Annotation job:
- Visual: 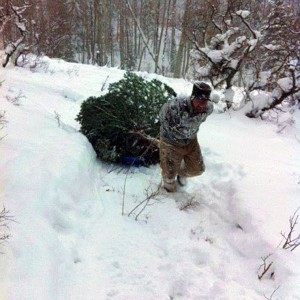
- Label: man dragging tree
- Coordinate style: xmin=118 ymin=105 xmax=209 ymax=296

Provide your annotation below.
xmin=160 ymin=82 xmax=213 ymax=192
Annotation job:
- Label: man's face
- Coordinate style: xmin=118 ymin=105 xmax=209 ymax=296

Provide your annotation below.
xmin=192 ymin=97 xmax=208 ymax=113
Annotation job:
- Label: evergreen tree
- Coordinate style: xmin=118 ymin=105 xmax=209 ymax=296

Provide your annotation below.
xmin=76 ymin=72 xmax=176 ymax=165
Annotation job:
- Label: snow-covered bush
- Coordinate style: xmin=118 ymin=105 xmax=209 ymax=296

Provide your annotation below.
xmin=76 ymin=72 xmax=176 ymax=164
xmin=189 ymin=1 xmax=300 ymax=117
xmin=0 ymin=208 xmax=12 ymax=245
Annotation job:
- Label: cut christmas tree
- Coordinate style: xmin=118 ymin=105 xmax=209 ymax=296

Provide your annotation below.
xmin=76 ymin=72 xmax=176 ymax=165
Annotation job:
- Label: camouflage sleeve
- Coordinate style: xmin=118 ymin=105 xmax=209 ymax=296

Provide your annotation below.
xmin=207 ymin=102 xmax=214 ymax=116
xmin=159 ymin=101 xmax=180 ymax=129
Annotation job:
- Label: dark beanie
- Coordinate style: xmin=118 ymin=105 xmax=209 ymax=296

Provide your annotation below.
xmin=192 ymin=81 xmax=211 ymax=99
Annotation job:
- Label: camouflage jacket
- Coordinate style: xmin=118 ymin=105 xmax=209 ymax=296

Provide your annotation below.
xmin=159 ymin=98 xmax=213 ymax=146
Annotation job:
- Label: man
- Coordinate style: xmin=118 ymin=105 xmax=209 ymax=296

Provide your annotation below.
xmin=159 ymin=82 xmax=213 ymax=192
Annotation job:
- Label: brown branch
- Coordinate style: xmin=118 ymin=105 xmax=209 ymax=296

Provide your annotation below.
xmin=257 ymin=254 xmax=273 ymax=280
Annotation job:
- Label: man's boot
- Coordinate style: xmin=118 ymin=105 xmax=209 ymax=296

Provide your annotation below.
xmin=163 ymin=179 xmax=176 ymax=193
xmin=177 ymin=175 xmax=187 ymax=186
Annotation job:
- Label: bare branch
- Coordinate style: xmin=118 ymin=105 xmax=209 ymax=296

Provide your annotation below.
xmin=257 ymin=254 xmax=273 ymax=280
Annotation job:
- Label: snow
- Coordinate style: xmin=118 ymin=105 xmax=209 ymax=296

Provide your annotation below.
xmin=0 ymin=59 xmax=300 ymax=300
xmin=277 ymin=77 xmax=293 ymax=93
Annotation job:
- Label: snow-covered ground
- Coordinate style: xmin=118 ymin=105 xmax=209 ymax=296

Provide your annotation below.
xmin=0 ymin=60 xmax=300 ymax=300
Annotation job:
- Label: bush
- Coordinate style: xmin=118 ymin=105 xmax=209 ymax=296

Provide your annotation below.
xmin=76 ymin=72 xmax=176 ymax=165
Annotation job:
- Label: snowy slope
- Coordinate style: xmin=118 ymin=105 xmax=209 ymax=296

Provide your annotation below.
xmin=0 ymin=59 xmax=300 ymax=300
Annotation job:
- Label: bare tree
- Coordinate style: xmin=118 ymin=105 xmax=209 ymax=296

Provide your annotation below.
xmin=0 ymin=0 xmax=30 ymax=67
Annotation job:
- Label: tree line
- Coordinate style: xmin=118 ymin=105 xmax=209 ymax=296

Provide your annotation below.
xmin=0 ymin=0 xmax=300 ymax=116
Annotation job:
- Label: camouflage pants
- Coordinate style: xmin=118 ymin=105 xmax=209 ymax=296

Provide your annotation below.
xmin=159 ymin=139 xmax=205 ymax=183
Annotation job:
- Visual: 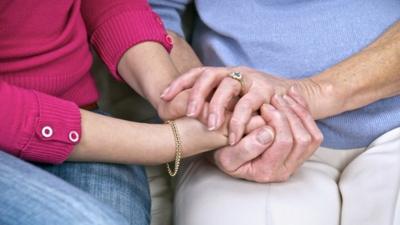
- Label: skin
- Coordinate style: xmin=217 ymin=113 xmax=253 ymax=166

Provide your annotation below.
xmin=162 ymin=22 xmax=400 ymax=182
xmin=162 ymin=31 xmax=322 ymax=182
xmin=68 ymin=42 xmax=273 ymax=165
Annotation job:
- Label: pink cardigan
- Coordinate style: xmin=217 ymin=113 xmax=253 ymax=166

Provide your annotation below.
xmin=0 ymin=0 xmax=172 ymax=164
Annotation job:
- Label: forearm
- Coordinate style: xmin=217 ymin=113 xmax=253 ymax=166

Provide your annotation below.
xmin=69 ymin=110 xmax=227 ymax=165
xmin=118 ymin=42 xmax=178 ymax=108
xmin=311 ymin=22 xmax=400 ymax=117
xmin=168 ymin=31 xmax=202 ymax=74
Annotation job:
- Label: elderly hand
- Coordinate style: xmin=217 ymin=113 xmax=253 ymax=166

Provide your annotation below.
xmin=161 ymin=67 xmax=321 ymax=145
xmin=212 ymin=95 xmax=323 ymax=183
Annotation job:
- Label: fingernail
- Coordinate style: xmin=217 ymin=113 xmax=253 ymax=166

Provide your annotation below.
xmin=283 ymin=95 xmax=294 ymax=105
xmin=208 ymin=113 xmax=217 ymax=131
xmin=186 ymin=102 xmax=196 ymax=117
xmin=264 ymin=104 xmax=276 ymax=112
xmin=274 ymin=95 xmax=286 ymax=106
xmin=290 ymin=86 xmax=299 ymax=94
xmin=161 ymin=87 xmax=170 ymax=98
xmin=257 ymin=128 xmax=273 ymax=145
xmin=229 ymin=132 xmax=236 ymax=145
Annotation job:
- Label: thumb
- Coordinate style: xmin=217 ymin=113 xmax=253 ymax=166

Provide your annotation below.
xmin=214 ymin=126 xmax=274 ymax=172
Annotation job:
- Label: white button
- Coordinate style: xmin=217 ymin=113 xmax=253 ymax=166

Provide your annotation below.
xmin=42 ymin=126 xmax=53 ymax=138
xmin=68 ymin=130 xmax=79 ymax=143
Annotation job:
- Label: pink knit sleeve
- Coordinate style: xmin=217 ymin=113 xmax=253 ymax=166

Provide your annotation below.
xmin=81 ymin=0 xmax=172 ymax=80
xmin=0 ymin=81 xmax=81 ymax=164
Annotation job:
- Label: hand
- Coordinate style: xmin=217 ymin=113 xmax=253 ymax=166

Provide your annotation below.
xmin=162 ymin=67 xmax=319 ymax=145
xmin=213 ymin=95 xmax=323 ymax=183
xmin=156 ymin=89 xmax=190 ymax=121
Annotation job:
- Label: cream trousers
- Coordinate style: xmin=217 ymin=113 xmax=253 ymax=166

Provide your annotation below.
xmin=174 ymin=128 xmax=400 ymax=225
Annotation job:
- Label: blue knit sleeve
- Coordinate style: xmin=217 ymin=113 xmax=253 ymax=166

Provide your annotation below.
xmin=149 ymin=0 xmax=193 ymax=37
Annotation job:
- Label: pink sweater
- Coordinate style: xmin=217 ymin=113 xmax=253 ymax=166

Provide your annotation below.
xmin=0 ymin=0 xmax=172 ymax=164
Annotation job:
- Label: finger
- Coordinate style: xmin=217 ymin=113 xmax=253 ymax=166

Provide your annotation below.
xmin=161 ymin=67 xmax=205 ymax=101
xmin=261 ymin=104 xmax=293 ymax=170
xmin=288 ymin=86 xmax=308 ymax=109
xmin=245 ymin=115 xmax=267 ymax=134
xmin=283 ymin=95 xmax=323 ymax=159
xmin=272 ymin=95 xmax=312 ymax=172
xmin=208 ymin=77 xmax=241 ymax=130
xmin=214 ymin=126 xmax=274 ymax=172
xmin=229 ymin=92 xmax=264 ymax=145
xmin=187 ymin=68 xmax=229 ymax=117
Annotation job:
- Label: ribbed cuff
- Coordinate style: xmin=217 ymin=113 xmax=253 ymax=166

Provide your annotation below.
xmin=20 ymin=92 xmax=81 ymax=164
xmin=91 ymin=10 xmax=172 ymax=80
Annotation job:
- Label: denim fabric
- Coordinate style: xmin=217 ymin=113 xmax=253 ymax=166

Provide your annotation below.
xmin=0 ymin=151 xmax=150 ymax=225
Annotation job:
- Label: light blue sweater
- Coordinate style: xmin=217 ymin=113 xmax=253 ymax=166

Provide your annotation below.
xmin=150 ymin=0 xmax=400 ymax=149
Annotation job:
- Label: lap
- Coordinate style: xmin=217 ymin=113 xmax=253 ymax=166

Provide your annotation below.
xmin=339 ymin=128 xmax=400 ymax=225
xmin=0 ymin=151 xmax=149 ymax=225
xmin=175 ymin=156 xmax=340 ymax=225
xmin=38 ymin=162 xmax=150 ymax=225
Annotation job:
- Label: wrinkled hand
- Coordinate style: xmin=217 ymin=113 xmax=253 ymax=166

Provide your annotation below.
xmin=212 ymin=95 xmax=323 ymax=183
xmin=162 ymin=67 xmax=318 ymax=145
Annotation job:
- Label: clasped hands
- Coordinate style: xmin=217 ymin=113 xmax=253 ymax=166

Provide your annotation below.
xmin=158 ymin=67 xmax=323 ymax=183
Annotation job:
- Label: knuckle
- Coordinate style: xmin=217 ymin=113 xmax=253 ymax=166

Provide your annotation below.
xmin=277 ymin=135 xmax=293 ymax=148
xmin=230 ymin=117 xmax=242 ymax=127
xmin=296 ymin=134 xmax=312 ymax=146
xmin=277 ymin=172 xmax=290 ymax=182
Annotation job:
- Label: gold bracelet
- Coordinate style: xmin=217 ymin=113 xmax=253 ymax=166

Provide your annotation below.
xmin=165 ymin=120 xmax=182 ymax=177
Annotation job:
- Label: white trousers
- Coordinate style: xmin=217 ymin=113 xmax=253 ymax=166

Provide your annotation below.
xmin=174 ymin=128 xmax=400 ymax=225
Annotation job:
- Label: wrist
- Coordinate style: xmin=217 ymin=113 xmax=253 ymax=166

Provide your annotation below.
xmin=295 ymin=75 xmax=347 ymax=120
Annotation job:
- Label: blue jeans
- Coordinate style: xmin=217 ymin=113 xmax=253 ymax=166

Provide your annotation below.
xmin=0 ymin=151 xmax=150 ymax=225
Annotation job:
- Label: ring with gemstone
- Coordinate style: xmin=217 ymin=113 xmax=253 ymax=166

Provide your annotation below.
xmin=228 ymin=72 xmax=245 ymax=93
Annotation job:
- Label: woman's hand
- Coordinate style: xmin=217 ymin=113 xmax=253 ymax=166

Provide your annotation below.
xmin=161 ymin=67 xmax=320 ymax=144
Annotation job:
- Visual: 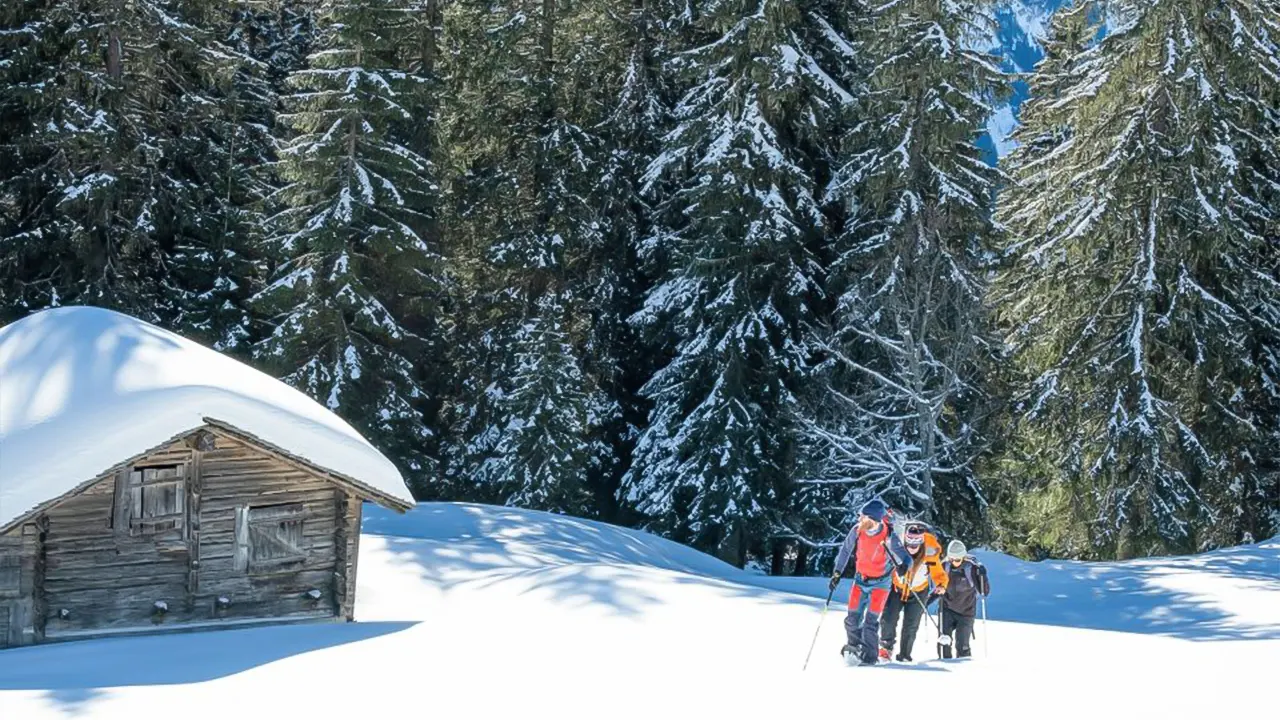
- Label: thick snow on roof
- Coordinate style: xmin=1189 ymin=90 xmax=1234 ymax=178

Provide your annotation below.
xmin=0 ymin=307 xmax=413 ymax=527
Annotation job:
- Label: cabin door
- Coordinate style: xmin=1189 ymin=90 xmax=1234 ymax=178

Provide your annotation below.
xmin=0 ymin=603 xmax=9 ymax=650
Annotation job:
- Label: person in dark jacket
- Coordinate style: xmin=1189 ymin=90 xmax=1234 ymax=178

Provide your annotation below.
xmin=831 ymin=498 xmax=910 ymax=665
xmin=938 ymin=541 xmax=991 ymax=657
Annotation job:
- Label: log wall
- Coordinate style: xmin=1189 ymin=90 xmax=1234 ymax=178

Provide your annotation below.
xmin=22 ymin=427 xmax=350 ymax=647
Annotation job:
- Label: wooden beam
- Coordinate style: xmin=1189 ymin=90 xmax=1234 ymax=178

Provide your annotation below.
xmin=0 ymin=428 xmax=200 ymax=536
xmin=205 ymin=418 xmax=412 ymax=512
xmin=186 ymin=429 xmax=218 ymax=452
xmin=183 ymin=445 xmax=203 ymax=612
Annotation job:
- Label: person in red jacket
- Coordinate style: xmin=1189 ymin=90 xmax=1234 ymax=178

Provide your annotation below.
xmin=938 ymin=539 xmax=991 ymax=659
xmin=829 ymin=498 xmax=910 ymax=665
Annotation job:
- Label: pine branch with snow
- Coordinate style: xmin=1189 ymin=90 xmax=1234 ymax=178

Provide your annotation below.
xmin=996 ymin=0 xmax=1280 ymax=555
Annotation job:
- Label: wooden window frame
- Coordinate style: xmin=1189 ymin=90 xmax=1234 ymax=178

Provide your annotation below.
xmin=0 ymin=553 xmax=22 ymax=597
xmin=236 ymin=502 xmax=311 ymax=574
xmin=111 ymin=462 xmax=191 ymax=537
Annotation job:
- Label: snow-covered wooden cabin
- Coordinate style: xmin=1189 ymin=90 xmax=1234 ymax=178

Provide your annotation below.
xmin=0 ymin=307 xmax=413 ymax=648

- _Work required_
Update the stretch of data from the start through the line containing "xmin=160 ymin=82 xmax=213 ymax=192", replacing "dragging" with "pulling" and keeping everything else unchanged. Reproduce only those lines, and omit the pictures.

- _Solution to this problem_
Annotation job:
- Visual: 
- Label: man pulling tree
- Coordinate style: xmin=118 ymin=105 xmax=209 ymax=296

Provide your annotation below.
xmin=160 ymin=82 xmax=213 ymax=192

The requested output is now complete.